SHORT EXERCISE:
Please locate every line in the entries that contains the word "blurred" and copy each one out.

#### RECORDS TO USE

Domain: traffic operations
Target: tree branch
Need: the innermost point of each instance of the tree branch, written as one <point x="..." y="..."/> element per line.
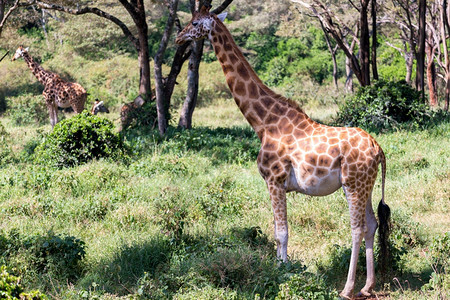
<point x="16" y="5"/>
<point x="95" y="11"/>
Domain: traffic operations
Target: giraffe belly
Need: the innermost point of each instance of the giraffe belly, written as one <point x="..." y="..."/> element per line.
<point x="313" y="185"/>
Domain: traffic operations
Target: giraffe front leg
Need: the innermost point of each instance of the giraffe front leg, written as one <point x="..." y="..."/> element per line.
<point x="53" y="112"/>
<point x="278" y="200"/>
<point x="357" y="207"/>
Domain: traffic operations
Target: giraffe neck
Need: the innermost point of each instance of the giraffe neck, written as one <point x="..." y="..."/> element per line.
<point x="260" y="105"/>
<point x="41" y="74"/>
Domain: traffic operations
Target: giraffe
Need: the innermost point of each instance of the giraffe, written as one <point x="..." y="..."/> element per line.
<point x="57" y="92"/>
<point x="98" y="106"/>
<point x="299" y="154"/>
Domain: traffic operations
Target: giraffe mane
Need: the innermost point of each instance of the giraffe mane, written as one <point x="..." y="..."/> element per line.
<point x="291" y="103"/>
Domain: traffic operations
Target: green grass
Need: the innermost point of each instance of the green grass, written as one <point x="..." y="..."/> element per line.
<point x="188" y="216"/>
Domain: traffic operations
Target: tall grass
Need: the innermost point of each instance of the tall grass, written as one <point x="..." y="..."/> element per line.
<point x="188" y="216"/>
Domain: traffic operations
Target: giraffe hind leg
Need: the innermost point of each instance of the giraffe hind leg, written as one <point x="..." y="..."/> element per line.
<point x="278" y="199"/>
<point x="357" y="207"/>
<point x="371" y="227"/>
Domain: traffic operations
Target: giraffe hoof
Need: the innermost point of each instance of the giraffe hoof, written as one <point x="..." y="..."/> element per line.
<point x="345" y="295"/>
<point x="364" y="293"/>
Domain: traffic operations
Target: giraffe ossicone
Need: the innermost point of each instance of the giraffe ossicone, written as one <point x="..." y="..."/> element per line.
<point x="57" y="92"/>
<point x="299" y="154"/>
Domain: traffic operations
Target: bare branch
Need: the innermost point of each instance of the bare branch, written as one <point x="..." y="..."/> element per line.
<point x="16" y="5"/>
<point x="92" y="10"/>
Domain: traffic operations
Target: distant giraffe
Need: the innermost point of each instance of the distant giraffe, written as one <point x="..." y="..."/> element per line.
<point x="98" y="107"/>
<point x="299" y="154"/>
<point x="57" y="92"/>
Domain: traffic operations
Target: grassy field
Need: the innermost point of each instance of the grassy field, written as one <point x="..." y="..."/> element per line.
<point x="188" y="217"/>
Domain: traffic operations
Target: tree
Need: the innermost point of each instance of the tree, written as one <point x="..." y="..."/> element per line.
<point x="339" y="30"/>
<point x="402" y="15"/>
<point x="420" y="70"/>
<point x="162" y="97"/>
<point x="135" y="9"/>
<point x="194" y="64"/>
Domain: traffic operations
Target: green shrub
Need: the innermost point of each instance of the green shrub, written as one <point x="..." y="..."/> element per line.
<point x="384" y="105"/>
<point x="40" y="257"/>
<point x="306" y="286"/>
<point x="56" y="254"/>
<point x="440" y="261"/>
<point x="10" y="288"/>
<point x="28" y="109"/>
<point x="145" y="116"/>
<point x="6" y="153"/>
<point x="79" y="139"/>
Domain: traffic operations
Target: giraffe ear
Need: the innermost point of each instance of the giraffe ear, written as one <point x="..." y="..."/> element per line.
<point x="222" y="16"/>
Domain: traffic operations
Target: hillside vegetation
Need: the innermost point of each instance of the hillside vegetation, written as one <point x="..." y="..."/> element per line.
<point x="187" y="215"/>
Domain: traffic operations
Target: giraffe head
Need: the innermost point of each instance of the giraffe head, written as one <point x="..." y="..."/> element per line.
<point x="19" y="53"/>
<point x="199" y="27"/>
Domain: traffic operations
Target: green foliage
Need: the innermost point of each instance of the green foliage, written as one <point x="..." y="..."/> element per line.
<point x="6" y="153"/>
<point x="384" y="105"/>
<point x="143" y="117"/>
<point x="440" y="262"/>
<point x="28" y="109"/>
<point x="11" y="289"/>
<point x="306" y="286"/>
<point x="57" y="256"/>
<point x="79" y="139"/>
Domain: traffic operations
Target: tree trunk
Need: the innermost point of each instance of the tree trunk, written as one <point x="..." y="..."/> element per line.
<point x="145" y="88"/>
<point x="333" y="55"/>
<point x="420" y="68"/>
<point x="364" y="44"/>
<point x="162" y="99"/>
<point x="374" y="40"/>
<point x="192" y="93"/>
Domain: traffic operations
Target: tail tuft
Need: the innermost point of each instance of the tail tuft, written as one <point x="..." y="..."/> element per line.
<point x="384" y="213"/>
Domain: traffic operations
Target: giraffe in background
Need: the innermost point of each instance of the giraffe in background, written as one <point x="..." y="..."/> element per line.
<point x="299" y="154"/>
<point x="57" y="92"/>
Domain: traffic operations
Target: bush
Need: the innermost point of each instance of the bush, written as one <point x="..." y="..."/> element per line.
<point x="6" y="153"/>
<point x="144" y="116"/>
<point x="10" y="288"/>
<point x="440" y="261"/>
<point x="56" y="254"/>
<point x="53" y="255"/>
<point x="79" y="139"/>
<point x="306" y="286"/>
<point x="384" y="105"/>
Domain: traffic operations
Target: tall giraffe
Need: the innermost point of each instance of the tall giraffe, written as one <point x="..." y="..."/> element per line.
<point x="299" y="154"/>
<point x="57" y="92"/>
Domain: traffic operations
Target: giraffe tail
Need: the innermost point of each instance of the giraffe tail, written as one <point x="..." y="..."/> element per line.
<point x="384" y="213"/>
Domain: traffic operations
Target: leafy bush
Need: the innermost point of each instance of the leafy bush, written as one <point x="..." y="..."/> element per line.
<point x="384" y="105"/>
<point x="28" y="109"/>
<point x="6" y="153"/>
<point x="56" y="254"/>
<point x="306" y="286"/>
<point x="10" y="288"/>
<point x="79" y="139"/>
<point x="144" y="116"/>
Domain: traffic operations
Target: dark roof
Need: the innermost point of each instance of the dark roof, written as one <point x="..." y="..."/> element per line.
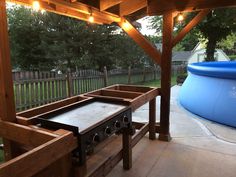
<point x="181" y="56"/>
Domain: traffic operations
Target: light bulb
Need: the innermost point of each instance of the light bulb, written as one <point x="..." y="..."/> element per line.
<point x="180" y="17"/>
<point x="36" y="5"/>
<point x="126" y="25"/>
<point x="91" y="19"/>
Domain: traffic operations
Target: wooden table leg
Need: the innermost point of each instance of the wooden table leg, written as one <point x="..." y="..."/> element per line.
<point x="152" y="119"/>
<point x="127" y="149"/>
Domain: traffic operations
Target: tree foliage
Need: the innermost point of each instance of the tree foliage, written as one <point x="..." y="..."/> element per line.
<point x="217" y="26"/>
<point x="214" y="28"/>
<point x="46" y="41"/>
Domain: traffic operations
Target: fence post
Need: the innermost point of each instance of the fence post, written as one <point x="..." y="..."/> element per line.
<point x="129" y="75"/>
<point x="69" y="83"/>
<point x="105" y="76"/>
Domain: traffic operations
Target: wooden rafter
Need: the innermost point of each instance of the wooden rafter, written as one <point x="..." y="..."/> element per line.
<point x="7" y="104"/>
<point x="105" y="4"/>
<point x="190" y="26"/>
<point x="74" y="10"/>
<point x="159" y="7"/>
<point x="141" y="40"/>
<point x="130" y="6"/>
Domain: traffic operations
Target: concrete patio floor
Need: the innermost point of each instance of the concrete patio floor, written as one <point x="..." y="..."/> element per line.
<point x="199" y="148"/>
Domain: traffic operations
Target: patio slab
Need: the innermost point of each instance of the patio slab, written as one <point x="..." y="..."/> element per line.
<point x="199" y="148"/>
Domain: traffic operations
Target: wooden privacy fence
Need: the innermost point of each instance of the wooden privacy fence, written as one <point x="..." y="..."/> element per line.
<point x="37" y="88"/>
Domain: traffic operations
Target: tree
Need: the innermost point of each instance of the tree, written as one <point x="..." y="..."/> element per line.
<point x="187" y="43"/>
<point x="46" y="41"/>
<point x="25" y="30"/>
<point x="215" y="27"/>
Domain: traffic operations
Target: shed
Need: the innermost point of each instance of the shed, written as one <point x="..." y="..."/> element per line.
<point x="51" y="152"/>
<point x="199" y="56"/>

########
#### RECORDS TO USE

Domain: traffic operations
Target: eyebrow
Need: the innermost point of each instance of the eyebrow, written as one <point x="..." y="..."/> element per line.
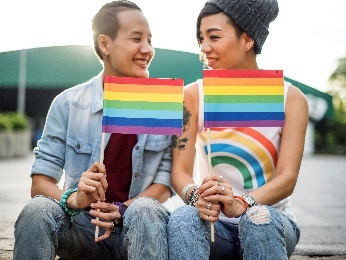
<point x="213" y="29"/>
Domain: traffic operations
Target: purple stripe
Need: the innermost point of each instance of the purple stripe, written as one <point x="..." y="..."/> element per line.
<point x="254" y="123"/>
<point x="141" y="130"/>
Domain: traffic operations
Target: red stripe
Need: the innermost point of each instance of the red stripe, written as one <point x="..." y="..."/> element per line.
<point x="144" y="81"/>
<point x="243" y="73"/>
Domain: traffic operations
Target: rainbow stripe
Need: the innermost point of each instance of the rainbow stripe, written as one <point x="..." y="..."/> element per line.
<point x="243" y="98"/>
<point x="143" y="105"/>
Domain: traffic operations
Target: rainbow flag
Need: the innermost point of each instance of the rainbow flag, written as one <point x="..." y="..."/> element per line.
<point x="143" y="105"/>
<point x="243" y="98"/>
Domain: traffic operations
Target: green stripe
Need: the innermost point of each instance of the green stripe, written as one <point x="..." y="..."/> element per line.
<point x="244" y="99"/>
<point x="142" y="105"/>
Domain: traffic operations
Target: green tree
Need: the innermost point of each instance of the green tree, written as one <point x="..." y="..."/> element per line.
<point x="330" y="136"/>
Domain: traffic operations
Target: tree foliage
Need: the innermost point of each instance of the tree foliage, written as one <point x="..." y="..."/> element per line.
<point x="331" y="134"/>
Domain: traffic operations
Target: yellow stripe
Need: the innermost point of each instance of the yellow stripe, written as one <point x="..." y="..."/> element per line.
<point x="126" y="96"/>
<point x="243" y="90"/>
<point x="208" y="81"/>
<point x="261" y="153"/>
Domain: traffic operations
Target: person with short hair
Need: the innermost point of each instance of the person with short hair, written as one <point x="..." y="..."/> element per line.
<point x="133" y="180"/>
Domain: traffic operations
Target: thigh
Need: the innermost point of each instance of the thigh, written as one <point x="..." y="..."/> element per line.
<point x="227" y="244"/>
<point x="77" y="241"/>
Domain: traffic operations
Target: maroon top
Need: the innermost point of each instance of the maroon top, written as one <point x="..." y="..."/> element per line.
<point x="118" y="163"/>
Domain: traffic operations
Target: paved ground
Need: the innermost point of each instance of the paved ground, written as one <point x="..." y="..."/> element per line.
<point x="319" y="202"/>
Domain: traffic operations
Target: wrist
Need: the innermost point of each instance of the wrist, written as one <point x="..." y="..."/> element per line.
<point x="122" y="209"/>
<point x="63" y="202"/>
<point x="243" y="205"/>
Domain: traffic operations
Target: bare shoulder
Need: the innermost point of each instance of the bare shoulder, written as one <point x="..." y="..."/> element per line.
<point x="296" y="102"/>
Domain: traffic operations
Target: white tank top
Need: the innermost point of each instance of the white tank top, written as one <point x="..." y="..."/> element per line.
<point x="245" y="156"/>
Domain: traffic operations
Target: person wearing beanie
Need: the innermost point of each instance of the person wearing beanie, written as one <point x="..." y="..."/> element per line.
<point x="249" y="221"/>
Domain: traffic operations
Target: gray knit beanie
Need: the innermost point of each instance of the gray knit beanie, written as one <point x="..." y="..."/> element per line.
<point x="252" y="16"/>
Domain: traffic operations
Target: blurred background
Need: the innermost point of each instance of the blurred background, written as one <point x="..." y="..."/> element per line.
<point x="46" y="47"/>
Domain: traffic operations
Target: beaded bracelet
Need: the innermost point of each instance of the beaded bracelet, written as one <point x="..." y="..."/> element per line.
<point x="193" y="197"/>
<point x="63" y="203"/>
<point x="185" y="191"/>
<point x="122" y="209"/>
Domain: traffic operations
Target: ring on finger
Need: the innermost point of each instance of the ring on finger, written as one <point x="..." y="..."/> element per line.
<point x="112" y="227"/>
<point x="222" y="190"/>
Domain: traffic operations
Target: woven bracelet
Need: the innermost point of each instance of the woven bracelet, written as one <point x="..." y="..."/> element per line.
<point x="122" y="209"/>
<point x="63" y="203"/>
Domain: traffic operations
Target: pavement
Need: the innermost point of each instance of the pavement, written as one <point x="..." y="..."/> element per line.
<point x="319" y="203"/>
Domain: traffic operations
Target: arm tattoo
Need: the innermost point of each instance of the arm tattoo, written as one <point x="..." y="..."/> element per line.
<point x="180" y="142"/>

########

SOLVED EXERCISE:
Target: blurred background
Need: the innermost point of each instance of the blurred background, written as one <point x="..." y="..."/> element per line.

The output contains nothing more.